View From Above: A Framework for Evaluating Distribution Shifts in Model Behavior

TL;DR

View From Above (VFA) introduces a domain-agnostic framework to detect distribution shifts in LLM decision-making by comparing observed outcomes $P_{ ext{observed}}$ with expected outcomes $P_{ ext{expected}}$ using $D_{KL}(P\|Q)$ and goodness-of-fit tests. The authors validate the approach in a controlled blackjack environment where the LLM controls card draws, showing significant shifts in card frequencies and final hand values across models and prompting regimes. These findings demonstrate measurable misalignment in learned representations and illustrate the framework's ability to reveal distributional anomalies not evident from individual outputs. The work highlights the importance of distribution-aware evaluation for safer LLM deployment and outlines future work toward human baselines and broader environments.

Abstract

When large language models (LLMs) are asked to perform certain tasks, how can we be sure that their learned representations align with reality? We propose a domain-agnostic framework for systematically evaluating distribution shifts in LLMs decision-making processes, where they are given control of mechanisms governed by pre-defined rules. While individual LLM actions may appear consistent with expected behavior, across a large number of trials, statistically significant distribution shifts can emerge. To test this, we construct a well-defined environment with known outcome logic: blackjack. In more than 1,000 trials, we uncover statistically significant evidence suggesting behavioral misalignment in the learned representations of LLM.

Figures (5)

• Figure 1: The VFA (View From Above) Framework for evaluating distribution shifts in LLM decision-making. We compare LLM-controlled outcomes in an environment against expected distributions. Statistical analysis is leveraged to detect potential LLM behavioral misalignment.
• Figure 2: This figure shows the card draw frequencies across experiments. Compared to the baseline, all models exhibit significant deviations. Llama 3, for example, never outputs a face card, while Claude seems to choose specific cards far more frequently than others.
• Figure 3: This figure compares the final hand value distribution for all experiments with temperature = 0.0. Compared to the baseline, the models tend to only draw cards between 1-9 and very rarely draw face cards.
• Figure 4: This figure compares the final hand value distribution for all experiments with temperature = 0.5. Compared to the baseline, the models demonstrate varying degrees of skewness. Claude's distribution is notably skewed, suggesting a preference for final hand values of 18 for the dealer and 21 for the dealer. In contrast, Llama and GPT's distributions appear to be closer to the expected distribution in a real blackjack game.
• Figure 5: This figure compares the final hand value distribution for all experiments with temperature = 0.0. Compared to the baseline, the models are very badly skewed. All models show tendencies to produce only one or two different kinds of hand value. Claude and Llama both only produce one value for the player and the dealer, ranging from 17-19 for the dealer and 19-21 for the player.

(Grounding data for referring expressions)
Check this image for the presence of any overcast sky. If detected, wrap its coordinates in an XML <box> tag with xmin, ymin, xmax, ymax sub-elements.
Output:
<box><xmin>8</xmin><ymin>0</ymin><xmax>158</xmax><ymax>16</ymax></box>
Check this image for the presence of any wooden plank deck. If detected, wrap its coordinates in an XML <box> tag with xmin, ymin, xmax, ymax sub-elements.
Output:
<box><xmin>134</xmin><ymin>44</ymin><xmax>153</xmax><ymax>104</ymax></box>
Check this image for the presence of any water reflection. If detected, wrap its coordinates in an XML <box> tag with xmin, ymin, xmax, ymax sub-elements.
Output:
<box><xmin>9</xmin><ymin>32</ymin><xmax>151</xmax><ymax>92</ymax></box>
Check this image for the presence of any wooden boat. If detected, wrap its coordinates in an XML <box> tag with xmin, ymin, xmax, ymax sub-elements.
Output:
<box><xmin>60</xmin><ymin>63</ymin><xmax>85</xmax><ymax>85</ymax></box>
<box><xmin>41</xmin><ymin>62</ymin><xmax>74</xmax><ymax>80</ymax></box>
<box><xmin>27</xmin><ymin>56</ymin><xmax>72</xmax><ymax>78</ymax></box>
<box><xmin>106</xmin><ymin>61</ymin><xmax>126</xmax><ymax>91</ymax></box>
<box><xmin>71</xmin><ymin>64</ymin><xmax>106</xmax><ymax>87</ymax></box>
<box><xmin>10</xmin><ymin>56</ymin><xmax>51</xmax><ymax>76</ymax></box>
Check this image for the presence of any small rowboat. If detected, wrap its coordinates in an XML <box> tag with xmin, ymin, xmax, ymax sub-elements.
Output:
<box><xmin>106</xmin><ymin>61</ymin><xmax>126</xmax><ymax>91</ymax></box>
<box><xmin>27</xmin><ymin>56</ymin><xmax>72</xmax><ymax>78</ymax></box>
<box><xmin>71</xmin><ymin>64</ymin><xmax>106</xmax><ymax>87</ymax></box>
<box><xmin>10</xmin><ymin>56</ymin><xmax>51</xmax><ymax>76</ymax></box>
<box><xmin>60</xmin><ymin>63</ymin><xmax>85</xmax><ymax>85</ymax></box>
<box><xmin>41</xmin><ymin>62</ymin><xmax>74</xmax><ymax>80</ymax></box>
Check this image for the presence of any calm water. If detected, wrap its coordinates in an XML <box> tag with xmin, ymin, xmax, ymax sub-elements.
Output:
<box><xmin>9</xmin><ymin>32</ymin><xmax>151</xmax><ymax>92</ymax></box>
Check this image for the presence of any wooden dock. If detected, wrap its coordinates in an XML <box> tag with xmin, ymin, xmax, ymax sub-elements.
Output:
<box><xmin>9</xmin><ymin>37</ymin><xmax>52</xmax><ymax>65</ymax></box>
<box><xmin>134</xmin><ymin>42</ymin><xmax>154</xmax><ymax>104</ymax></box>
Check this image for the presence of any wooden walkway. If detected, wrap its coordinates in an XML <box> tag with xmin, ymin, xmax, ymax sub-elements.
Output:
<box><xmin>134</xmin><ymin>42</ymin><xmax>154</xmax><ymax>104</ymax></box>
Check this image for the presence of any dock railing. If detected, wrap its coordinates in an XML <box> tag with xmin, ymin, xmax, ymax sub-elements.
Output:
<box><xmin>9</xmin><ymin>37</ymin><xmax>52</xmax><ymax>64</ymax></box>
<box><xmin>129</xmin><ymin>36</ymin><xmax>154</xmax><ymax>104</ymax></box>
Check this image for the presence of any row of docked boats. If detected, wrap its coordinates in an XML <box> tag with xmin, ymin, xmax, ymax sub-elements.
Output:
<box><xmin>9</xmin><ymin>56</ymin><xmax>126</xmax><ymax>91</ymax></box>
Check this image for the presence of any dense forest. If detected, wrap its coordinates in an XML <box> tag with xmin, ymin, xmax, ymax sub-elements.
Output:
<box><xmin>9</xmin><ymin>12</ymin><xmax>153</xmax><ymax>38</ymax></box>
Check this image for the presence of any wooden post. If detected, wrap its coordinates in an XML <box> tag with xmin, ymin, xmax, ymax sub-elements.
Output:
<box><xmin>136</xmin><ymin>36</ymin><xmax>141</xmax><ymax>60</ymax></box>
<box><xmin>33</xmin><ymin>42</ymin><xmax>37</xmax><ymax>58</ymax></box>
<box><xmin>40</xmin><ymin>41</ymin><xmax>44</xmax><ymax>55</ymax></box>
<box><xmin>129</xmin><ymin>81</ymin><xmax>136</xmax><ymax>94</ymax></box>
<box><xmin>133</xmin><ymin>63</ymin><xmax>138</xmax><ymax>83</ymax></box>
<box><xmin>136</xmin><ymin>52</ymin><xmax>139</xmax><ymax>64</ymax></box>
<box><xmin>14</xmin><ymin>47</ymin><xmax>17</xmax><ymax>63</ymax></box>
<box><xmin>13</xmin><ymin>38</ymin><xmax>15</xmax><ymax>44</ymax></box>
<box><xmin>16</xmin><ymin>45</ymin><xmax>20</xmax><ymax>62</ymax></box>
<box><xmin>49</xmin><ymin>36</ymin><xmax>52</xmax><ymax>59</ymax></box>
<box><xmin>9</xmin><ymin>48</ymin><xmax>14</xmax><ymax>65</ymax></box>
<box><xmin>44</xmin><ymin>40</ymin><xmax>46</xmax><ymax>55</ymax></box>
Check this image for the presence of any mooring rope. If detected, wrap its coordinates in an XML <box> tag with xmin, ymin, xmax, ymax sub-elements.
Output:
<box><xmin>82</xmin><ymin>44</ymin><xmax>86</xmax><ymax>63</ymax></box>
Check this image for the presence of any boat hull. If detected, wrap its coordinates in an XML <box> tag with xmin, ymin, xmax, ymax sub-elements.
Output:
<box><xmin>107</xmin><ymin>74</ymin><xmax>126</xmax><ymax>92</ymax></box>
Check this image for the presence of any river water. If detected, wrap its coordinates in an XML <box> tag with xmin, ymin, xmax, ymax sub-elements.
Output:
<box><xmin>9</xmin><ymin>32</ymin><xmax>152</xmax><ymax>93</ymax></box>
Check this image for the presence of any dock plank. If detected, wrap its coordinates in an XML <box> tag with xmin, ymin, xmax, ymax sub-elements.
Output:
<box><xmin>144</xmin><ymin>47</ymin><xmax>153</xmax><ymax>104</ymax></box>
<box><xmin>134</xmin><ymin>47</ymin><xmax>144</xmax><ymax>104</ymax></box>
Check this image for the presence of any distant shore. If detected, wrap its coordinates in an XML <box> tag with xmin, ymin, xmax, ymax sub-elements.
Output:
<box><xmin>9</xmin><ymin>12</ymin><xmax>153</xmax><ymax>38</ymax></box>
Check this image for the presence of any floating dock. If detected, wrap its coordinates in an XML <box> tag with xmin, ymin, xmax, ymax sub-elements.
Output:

§ **Instructions**
a) In the VFA page, which model is said to never output a face card?
b) Copy the VFA page word for word, from "When large language" up to and including "representations of LLM.".

§ **Task-by-task answers**
a) Llama 3

b)
When large language models (LLMs) are asked to perform certain tasks, how can we be sure that their learned representations align with reality? We propose a domain-agnostic framework for systematically evaluating distribution shifts in LLMs decision-making processes, where they are given control of mechanisms governed by pre-defined rules. While individual LLM actions may appear consistent with expected behavior, across a large number of trials, statistically significant distribution shifts can emerge. To test this, we construct a well-defined environment with known outcome logic: blackjack. In more than 1,000 trials, we uncover statistically significant evidence suggesting behavioral misalignment in the learned representations of LLM.